───── EXTRAIT FOURNI ─────
La découverte de Soljénitsyne "leur" a fait un choc. Ils l'ont d'ailleurs surmonté depuis 30 ans en l'occultant à son tour. Voir à ce sujet les pitoyables déclarations de Mme Albanel au moment de son Retour vers le Père.

J'ose dire, pour ma part, que le caractère "missionnaire" de l'œuvre de Gogol est un aspect du destin de la littérature russe dans son ensemble aujourd'hui encore : contrairement à ce que disait l'Eglise de Rome il y a 10 ou 15 ans la "nouvelle évangélisation de l'Europe" se fera dans ce sens-là.

9.Posté par RJ T le 20/03/2009 09:03
@Thierry Jolif : Merci pour cette citation éclairante.
─────
CONSIGNE: Relevez, s'il vous plaît, tous les mots ou expressions que l'extrait fourni ci-dessus met entre guillemets.
───── DONNÉES ENREGISTRÉES ─────
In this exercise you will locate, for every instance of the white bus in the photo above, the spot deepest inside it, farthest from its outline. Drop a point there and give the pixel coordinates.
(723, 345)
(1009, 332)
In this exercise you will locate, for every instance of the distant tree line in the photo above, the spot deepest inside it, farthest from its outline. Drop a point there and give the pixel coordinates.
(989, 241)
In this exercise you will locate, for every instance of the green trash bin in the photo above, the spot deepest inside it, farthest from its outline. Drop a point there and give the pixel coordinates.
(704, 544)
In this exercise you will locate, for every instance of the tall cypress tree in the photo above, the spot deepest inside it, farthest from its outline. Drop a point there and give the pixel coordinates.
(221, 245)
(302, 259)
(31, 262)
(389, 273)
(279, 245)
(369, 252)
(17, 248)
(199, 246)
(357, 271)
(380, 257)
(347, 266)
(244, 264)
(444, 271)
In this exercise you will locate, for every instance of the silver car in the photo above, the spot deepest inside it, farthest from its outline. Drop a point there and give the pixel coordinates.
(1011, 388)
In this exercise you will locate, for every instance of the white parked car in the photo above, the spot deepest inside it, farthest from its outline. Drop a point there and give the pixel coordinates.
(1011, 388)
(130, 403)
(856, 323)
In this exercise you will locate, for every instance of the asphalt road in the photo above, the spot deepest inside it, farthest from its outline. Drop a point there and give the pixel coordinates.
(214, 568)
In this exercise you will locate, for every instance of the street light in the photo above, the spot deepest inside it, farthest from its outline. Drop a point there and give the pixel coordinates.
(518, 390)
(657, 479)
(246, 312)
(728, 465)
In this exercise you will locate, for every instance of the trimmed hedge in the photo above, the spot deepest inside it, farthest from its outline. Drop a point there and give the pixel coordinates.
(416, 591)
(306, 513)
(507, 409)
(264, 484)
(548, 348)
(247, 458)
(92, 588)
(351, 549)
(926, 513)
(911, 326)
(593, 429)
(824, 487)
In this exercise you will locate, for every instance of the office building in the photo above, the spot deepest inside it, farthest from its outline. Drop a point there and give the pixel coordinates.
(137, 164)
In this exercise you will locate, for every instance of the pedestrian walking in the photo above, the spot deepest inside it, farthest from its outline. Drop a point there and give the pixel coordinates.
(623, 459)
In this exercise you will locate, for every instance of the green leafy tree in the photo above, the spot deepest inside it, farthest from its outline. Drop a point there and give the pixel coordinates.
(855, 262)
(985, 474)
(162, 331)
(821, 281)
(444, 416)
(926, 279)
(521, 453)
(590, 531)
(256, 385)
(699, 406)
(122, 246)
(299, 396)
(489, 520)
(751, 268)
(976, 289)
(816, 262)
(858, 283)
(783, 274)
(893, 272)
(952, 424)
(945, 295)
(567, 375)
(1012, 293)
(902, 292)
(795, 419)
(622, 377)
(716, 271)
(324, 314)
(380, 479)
─────
RÉPONSE RÉDIGÉE:
"leur"
"missionnaire"
"nouvelle évangélisation de l'Europe"